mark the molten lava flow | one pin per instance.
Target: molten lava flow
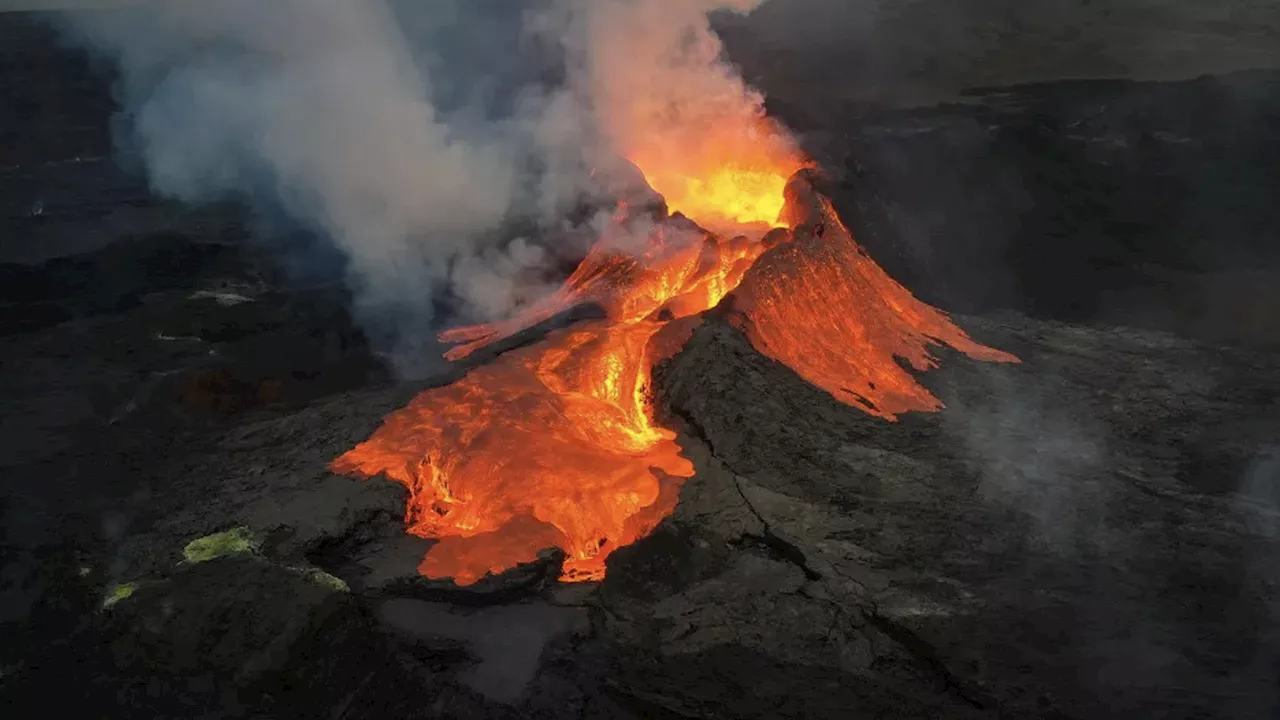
(554, 445)
(731, 181)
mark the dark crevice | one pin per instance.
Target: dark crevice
(927, 656)
(924, 654)
(781, 547)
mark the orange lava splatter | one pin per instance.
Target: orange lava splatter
(732, 181)
(554, 445)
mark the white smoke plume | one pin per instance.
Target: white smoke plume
(330, 110)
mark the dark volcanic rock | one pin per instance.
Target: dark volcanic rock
(1059, 541)
(1133, 203)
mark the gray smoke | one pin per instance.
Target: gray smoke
(412, 135)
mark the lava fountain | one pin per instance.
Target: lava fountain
(556, 445)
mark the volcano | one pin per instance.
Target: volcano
(557, 443)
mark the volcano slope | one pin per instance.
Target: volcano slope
(1088, 533)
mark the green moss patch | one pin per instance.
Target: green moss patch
(236, 541)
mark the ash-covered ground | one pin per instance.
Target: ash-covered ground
(1091, 533)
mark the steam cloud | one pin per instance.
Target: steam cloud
(353, 119)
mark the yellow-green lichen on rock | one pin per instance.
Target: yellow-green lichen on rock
(325, 579)
(117, 593)
(236, 541)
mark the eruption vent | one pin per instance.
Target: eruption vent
(556, 443)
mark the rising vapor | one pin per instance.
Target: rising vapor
(348, 117)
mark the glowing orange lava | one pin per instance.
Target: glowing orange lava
(732, 181)
(554, 445)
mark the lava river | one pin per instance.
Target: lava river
(556, 445)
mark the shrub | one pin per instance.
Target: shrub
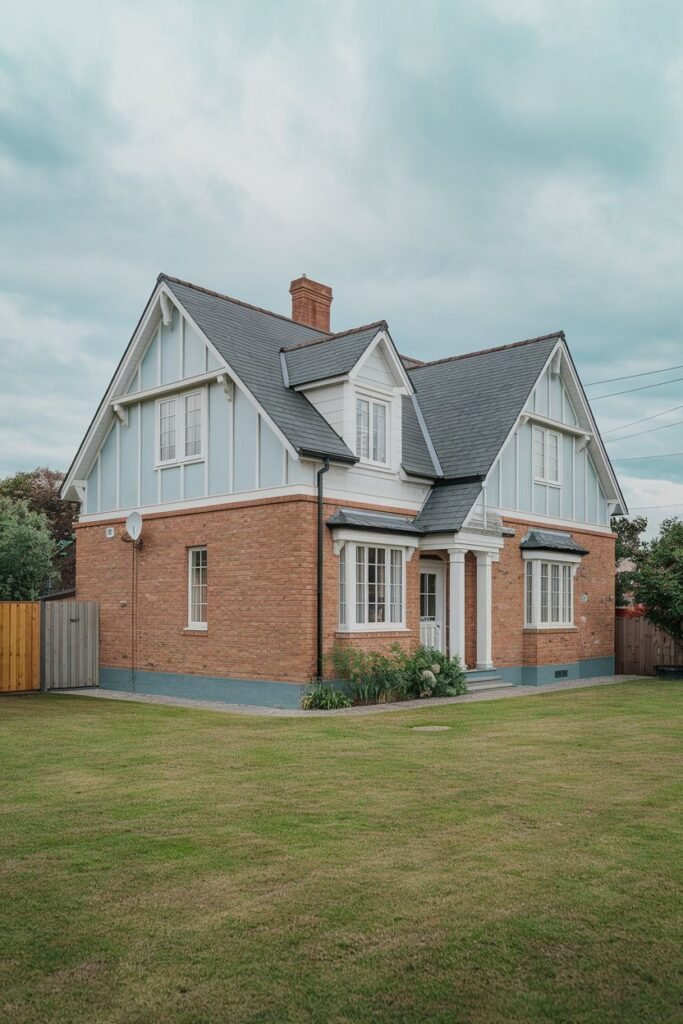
(325, 698)
(375, 678)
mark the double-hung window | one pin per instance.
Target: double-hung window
(371, 430)
(548, 593)
(180, 428)
(546, 456)
(372, 587)
(197, 588)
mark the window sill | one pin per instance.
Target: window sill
(550, 627)
(193, 460)
(369, 631)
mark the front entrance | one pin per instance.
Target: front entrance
(431, 604)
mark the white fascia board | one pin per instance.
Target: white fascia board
(384, 338)
(240, 383)
(104, 410)
(588, 412)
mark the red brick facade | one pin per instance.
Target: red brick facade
(262, 595)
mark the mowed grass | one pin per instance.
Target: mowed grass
(162, 864)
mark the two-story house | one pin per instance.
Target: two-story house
(301, 488)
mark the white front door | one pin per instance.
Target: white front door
(431, 604)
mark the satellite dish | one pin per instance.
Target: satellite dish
(134, 525)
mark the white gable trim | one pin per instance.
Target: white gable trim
(560, 354)
(116, 391)
(383, 338)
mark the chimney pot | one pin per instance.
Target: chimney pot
(310, 303)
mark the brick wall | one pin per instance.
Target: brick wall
(261, 592)
(593, 635)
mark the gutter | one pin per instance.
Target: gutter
(318, 633)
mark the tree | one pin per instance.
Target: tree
(39, 488)
(657, 579)
(629, 543)
(27, 552)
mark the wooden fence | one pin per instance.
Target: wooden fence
(19, 646)
(67, 655)
(640, 646)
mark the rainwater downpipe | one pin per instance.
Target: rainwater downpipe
(321, 536)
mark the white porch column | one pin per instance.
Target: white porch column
(457, 604)
(484, 610)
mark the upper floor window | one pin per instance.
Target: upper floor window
(180, 427)
(546, 456)
(371, 430)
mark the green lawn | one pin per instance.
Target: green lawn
(161, 864)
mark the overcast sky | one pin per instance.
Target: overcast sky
(473, 172)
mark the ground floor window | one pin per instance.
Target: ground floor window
(372, 587)
(548, 593)
(197, 588)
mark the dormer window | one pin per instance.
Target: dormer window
(371, 430)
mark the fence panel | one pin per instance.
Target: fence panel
(71, 649)
(19, 646)
(640, 646)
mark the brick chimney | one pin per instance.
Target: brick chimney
(310, 303)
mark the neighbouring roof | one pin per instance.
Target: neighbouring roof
(447, 505)
(329, 356)
(470, 402)
(551, 540)
(386, 521)
(250, 340)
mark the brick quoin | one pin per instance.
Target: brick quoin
(262, 591)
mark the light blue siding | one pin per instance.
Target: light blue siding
(91, 504)
(220, 440)
(246, 419)
(148, 476)
(129, 438)
(195, 474)
(150, 366)
(195, 353)
(271, 458)
(170, 484)
(108, 471)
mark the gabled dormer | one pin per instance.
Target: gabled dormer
(357, 382)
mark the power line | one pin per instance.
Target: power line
(630, 390)
(650, 508)
(638, 433)
(640, 458)
(645, 373)
(645, 419)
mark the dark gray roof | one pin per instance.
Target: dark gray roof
(447, 505)
(470, 402)
(551, 540)
(360, 519)
(329, 356)
(416, 458)
(250, 340)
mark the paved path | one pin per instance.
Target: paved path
(512, 691)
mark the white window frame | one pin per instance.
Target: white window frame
(180, 399)
(396, 556)
(191, 624)
(545, 565)
(373, 403)
(547, 434)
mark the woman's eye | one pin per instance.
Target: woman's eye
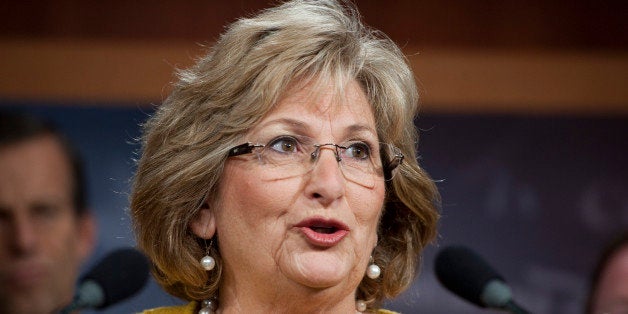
(284, 145)
(358, 150)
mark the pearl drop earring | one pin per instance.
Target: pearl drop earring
(207, 262)
(373, 271)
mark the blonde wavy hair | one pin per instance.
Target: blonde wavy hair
(214, 103)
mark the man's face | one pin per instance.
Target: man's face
(42, 241)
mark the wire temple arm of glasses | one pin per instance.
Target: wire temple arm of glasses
(242, 149)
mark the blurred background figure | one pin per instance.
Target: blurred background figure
(609, 284)
(46, 230)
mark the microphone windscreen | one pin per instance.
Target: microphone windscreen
(120, 274)
(464, 273)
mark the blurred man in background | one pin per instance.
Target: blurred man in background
(46, 231)
(609, 284)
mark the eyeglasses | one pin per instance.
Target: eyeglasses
(286, 157)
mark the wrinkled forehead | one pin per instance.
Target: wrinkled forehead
(326, 97)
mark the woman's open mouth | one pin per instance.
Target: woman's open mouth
(323, 232)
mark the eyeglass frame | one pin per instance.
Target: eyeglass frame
(388, 165)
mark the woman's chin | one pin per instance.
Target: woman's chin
(320, 270)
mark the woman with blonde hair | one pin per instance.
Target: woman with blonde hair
(280, 175)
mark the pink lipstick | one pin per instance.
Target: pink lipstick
(323, 232)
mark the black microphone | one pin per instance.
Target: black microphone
(467, 275)
(118, 276)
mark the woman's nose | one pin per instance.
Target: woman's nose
(326, 181)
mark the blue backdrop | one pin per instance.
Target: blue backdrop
(536, 196)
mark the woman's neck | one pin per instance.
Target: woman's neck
(273, 299)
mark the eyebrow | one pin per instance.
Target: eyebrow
(297, 125)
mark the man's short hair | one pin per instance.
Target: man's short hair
(17, 127)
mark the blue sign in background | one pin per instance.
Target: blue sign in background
(537, 196)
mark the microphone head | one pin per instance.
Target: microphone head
(467, 275)
(119, 275)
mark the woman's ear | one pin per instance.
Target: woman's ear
(203, 225)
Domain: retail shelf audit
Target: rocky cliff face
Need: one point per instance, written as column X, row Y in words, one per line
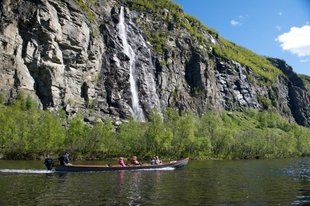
column 101, row 60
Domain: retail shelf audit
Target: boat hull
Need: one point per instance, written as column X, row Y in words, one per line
column 101, row 168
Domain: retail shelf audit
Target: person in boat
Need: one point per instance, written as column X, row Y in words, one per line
column 121, row 162
column 134, row 161
column 158, row 161
column 153, row 161
column 49, row 163
column 64, row 159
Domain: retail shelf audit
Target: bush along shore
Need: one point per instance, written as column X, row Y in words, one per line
column 27, row 132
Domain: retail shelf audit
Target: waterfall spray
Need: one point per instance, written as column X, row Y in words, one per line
column 136, row 111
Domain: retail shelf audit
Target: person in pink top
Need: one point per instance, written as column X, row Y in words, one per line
column 121, row 162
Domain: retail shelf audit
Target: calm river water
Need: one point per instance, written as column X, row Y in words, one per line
column 244, row 182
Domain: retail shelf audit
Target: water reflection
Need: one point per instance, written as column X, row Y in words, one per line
column 255, row 182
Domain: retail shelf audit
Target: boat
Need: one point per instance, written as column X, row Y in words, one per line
column 101, row 168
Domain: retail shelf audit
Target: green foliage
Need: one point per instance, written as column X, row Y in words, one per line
column 85, row 6
column 27, row 132
column 306, row 81
column 223, row 48
column 259, row 64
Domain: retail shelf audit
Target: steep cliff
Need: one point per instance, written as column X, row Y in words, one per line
column 124, row 58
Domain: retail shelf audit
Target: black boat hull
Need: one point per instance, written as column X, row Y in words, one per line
column 101, row 168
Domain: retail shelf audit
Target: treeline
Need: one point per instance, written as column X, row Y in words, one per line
column 27, row 132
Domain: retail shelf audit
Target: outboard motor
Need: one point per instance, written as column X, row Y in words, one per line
column 49, row 163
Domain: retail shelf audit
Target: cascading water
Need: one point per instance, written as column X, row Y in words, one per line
column 136, row 108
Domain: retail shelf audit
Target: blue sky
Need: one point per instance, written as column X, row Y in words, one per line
column 275, row 28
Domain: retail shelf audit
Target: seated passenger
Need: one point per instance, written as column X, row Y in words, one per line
column 64, row 159
column 157, row 160
column 49, row 163
column 153, row 161
column 134, row 161
column 121, row 162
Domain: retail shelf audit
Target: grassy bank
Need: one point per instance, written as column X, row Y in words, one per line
column 29, row 133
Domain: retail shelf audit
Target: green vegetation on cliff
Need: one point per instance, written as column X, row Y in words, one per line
column 306, row 81
column 223, row 48
column 27, row 132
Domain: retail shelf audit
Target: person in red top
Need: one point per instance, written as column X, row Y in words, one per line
column 134, row 161
column 121, row 162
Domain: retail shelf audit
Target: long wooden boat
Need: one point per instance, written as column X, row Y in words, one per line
column 101, row 168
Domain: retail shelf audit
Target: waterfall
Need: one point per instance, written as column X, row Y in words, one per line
column 136, row 110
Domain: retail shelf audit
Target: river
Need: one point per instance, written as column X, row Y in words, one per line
column 231, row 182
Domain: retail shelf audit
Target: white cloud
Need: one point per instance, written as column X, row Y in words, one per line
column 234, row 22
column 297, row 41
column 304, row 60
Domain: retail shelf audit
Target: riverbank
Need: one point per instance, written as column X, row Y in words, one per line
column 29, row 133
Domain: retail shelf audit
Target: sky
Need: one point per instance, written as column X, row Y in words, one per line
column 273, row 28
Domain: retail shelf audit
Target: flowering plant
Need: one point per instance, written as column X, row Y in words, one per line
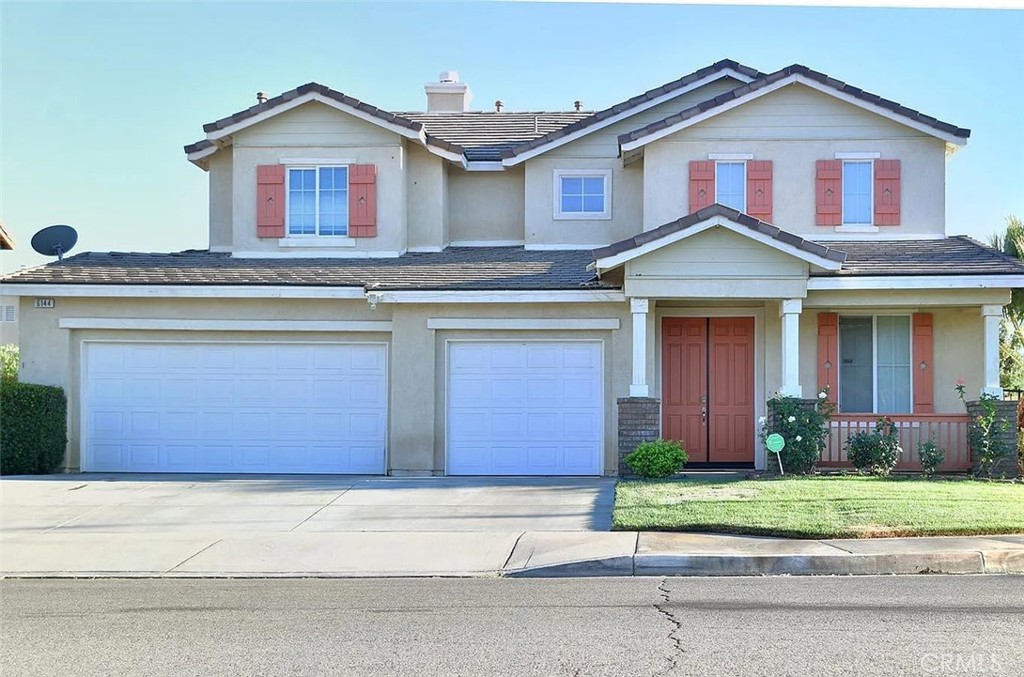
column 983, row 433
column 804, row 426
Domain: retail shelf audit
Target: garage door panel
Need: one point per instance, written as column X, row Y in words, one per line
column 262, row 409
column 515, row 408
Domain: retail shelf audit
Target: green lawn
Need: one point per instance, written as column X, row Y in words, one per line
column 821, row 507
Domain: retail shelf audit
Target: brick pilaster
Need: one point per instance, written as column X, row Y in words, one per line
column 639, row 420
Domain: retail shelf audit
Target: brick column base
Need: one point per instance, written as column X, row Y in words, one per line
column 639, row 420
column 1006, row 411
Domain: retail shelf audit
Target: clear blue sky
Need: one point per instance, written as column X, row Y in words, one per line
column 98, row 99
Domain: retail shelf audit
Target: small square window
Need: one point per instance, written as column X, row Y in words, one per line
column 317, row 201
column 583, row 195
column 857, row 193
column 730, row 184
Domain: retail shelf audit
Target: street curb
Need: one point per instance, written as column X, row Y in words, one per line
column 993, row 561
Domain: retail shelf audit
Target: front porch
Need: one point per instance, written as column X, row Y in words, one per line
column 728, row 312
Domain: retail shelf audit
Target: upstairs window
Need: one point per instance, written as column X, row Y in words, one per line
column 730, row 184
column 583, row 195
column 857, row 193
column 875, row 365
column 317, row 201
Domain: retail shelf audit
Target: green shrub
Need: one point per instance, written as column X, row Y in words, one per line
column 875, row 452
column 33, row 427
column 656, row 459
column 931, row 457
column 8, row 362
column 804, row 426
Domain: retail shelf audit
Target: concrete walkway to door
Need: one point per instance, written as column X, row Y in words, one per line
column 286, row 525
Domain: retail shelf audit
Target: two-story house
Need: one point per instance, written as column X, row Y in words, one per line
column 502, row 293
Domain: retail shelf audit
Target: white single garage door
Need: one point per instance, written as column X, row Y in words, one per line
column 525, row 408
column 240, row 408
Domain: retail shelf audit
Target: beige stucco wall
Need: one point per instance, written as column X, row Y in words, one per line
column 220, row 201
column 428, row 199
column 9, row 331
column 417, row 354
column 486, row 206
column 795, row 127
column 317, row 131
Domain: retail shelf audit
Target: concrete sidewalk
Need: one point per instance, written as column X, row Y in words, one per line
column 493, row 553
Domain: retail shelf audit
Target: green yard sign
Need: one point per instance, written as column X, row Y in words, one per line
column 775, row 443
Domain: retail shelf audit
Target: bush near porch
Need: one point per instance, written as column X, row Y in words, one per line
column 821, row 506
column 33, row 422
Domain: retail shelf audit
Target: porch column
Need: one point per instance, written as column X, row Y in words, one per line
column 790, row 311
column 992, row 316
column 639, row 308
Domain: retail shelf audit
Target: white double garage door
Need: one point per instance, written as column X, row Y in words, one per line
column 513, row 408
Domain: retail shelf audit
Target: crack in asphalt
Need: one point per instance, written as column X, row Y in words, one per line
column 677, row 643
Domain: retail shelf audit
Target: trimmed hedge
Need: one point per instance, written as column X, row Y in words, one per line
column 33, row 428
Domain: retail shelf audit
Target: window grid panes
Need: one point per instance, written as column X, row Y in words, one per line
column 317, row 201
column 857, row 193
column 583, row 195
column 875, row 365
column 730, row 184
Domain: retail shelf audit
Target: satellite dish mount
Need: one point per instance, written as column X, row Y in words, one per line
column 54, row 241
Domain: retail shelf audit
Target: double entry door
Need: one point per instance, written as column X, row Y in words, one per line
column 708, row 387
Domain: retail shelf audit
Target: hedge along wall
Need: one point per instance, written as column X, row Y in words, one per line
column 33, row 428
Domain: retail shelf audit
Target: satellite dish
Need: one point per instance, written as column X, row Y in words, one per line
column 54, row 241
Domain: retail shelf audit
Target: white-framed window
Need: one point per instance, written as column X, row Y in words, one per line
column 316, row 201
column 583, row 194
column 858, row 178
column 876, row 364
column 730, row 184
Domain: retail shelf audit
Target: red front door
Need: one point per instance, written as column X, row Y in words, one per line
column 708, row 387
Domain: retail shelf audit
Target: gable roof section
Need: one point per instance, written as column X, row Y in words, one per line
column 608, row 116
column 958, row 255
column 217, row 130
column 795, row 74
column 718, row 215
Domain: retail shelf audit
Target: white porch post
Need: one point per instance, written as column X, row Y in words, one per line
column 790, row 311
column 639, row 308
column 992, row 316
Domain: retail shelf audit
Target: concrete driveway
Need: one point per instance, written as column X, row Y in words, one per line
column 224, row 525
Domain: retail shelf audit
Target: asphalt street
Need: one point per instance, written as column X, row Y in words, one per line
column 926, row 625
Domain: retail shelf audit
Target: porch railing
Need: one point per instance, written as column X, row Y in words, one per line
column 948, row 430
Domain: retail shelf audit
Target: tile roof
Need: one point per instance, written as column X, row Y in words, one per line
column 487, row 135
column 633, row 102
column 957, row 255
column 512, row 268
column 313, row 87
column 454, row 268
column 796, row 69
column 733, row 215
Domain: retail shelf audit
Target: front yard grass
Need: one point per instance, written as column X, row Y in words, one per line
column 821, row 507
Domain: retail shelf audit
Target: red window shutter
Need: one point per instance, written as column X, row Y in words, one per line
column 828, row 193
column 828, row 353
column 759, row 188
column 270, row 201
column 363, row 201
column 924, row 382
column 887, row 193
column 701, row 184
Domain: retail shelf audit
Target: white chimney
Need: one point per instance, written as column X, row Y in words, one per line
column 448, row 95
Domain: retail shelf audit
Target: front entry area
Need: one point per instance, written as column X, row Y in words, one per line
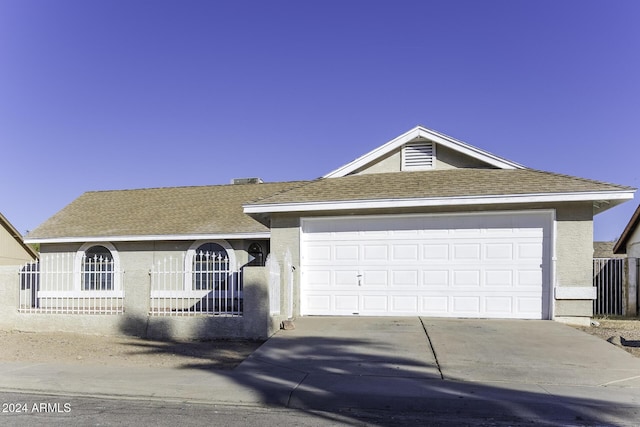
• • • • • • •
**Task description**
List every line of the entries above that contains the string "dormer", one line per item.

**Result below**
mark the dormer window | one pin per instance.
Target: dormer window
mark the gabled dormer | one pin per instance.
Target: gabled dormer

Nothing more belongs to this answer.